***** GIVEN RECORDS

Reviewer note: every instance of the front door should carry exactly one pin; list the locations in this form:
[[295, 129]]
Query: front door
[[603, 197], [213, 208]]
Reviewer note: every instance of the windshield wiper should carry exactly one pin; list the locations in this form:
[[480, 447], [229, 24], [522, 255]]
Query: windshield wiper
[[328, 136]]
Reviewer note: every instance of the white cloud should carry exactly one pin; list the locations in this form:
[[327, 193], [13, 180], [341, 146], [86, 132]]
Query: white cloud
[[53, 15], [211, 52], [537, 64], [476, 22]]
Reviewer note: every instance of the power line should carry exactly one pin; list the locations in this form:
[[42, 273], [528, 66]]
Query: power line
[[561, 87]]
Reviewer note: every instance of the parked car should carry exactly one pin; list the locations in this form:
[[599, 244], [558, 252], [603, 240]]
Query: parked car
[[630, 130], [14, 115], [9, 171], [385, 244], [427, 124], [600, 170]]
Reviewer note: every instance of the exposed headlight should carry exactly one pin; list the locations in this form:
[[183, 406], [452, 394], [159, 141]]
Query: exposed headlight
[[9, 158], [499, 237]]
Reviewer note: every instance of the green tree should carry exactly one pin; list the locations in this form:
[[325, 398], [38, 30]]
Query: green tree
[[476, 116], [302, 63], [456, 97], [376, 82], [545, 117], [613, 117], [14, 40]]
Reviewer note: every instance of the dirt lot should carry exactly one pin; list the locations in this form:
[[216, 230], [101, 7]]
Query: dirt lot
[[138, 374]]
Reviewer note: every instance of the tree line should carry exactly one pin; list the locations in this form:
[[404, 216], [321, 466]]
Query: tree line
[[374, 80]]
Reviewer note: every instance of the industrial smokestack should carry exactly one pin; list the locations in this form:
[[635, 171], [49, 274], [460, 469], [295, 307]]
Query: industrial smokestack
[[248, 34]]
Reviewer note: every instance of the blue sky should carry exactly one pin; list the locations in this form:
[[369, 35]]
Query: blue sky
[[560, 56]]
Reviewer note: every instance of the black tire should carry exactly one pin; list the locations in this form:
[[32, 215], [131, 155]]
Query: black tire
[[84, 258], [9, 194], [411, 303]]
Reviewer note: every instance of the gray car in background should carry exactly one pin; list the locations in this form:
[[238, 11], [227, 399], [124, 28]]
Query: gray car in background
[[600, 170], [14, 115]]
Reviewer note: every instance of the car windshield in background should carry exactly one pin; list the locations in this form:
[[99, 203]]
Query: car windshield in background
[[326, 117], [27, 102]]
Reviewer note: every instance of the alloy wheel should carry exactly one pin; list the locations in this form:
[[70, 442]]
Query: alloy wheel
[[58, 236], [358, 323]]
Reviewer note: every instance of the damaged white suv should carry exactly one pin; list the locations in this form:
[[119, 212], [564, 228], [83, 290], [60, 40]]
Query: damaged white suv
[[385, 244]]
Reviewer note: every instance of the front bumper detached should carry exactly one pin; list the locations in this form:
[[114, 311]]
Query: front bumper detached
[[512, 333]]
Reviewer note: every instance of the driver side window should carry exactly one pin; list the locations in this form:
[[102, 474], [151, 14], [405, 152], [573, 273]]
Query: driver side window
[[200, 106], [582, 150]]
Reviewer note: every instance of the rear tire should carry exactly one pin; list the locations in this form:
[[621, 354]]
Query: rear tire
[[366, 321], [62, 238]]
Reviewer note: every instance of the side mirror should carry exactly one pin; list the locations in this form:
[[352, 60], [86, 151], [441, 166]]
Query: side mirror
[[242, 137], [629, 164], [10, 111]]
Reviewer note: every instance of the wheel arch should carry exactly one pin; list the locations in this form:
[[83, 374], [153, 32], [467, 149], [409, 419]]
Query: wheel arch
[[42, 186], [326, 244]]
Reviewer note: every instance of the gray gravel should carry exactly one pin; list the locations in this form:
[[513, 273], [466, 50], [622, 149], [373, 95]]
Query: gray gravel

**********

» **TASK DETAILS**
Reproduce all of the data above, changing each occurrence of "Reviewer note" to "Annotator note" and keeping every other character the same.

» **WRITTEN REPLY**
Annotator note: every instance of the front door should carry exactly one pin; list the locations in this form:
[[295, 129]]
Query: front door
[[603, 197], [213, 208]]
Annotator note: every instance of the windshield wiper should carry exactly one pin; list the locations in this form:
[[480, 447], [229, 24], [522, 255]]
Query: windshield wiper
[[328, 136]]
Annotator note: every instance of the white cloud should carry exactly one pin; list the locations in this form:
[[327, 193], [13, 180], [341, 146], [86, 132]]
Query: white cloud
[[53, 15], [211, 52], [537, 64], [476, 22]]
Annotator note: every instance of the power line should carry exactly one pin; list the locations in this form:
[[42, 273], [528, 66]]
Query: power line
[[561, 87]]
Annotator note: every instance of the parked car should carry exactly one pin; list the locations in this form:
[[599, 244], [558, 252], [603, 240]]
Query: parked car
[[630, 130], [14, 115], [9, 171], [385, 244], [427, 124], [600, 170]]
Annotator note: every instance of the exposed headlight should carry exactly one pin; list the locations in this form:
[[183, 406], [452, 394], [159, 141]]
Query: exposed headlight
[[9, 158], [499, 237]]
Annotator note: every instance of the green tree should carry exactly one pin; list the locations in this form:
[[325, 398], [38, 30]]
Query: green tree
[[476, 116], [302, 63], [456, 97], [376, 82], [545, 117], [613, 117], [14, 40]]
Annotator note: every instance of the dirt lot should carry exactly one pin; list the locations in this form:
[[216, 230], [101, 7]]
Query: dirt lot
[[138, 374]]
Annotator note: every instance of the tree line should carry exactly one pin; list the locations in this form:
[[404, 216], [321, 466]]
Query: tree line
[[374, 80]]
Annotator note: every instance of the industrial smokestack should carry exactly one pin; list the locations in this form:
[[635, 171], [49, 274], [460, 469], [295, 307]]
Query: industrial smokestack
[[248, 34]]
Annotator note: every instance of the blue sky should carry exactly one pin; list the locations in this form:
[[369, 35]]
Query: blue sky
[[560, 56]]
Annotator note: every instance of the black tire should carry exactly one pin; list the locations in this form:
[[32, 215], [131, 155]]
Query: black tire
[[84, 258], [9, 194], [411, 303]]
Annotator note: every instance of the gray car in background should carry exactly one pin; list the locations in this form:
[[238, 11], [227, 399], [124, 28]]
Query: gray car in background
[[600, 170], [14, 115]]
Annotator note: every instance of the car windshield in background should carry exactly one pin; list the locations in this form:
[[99, 203]]
Query: car windshield in background
[[326, 117], [27, 102]]
Annotator note: every instance of the alloy wheel should carry exactly one pin; list the locations in this form:
[[70, 442]]
Query: alloy wheel
[[58, 236], [358, 323]]
Annotator note: every instance of the damaged white suv should carry exactly one pin; list the locations in this form:
[[119, 212], [564, 228], [83, 290], [60, 40]]
Query: damaged white suv
[[385, 244]]
Annotator note: every instance of the front bumper detached should carry exactly one pin; list the locations in this form:
[[114, 311]]
Query: front bumper detached
[[512, 333]]
Annotator note: every instance of the driver side window should carry exactly one pin; list the locations in this form:
[[102, 474], [151, 14], [405, 152], [573, 273]]
Query: driver side window
[[200, 106], [582, 150]]
Annotator note: every instance of the rear tire should carry exactly one pin; list the locations in this form:
[[621, 354]]
Query: rear tire
[[366, 321], [62, 238]]
Annotator note: every instance of the side mirror should carry exactly one pin; list the locations in this form:
[[352, 60], [86, 151], [441, 166]]
Query: side mirror
[[242, 137], [629, 164], [10, 111]]
Annotator note: every instance of the wheel arch should carry exactly one pin; list the locations in this form:
[[83, 374], [153, 32], [467, 149], [409, 419]]
Query: wheel arch
[[42, 186], [326, 244]]
Annotator note: every instance of the gray gravel should carry exactly one pin; list the locations in this form:
[[513, 273], [466, 50], [622, 149], [373, 95]]
Query: gray gravel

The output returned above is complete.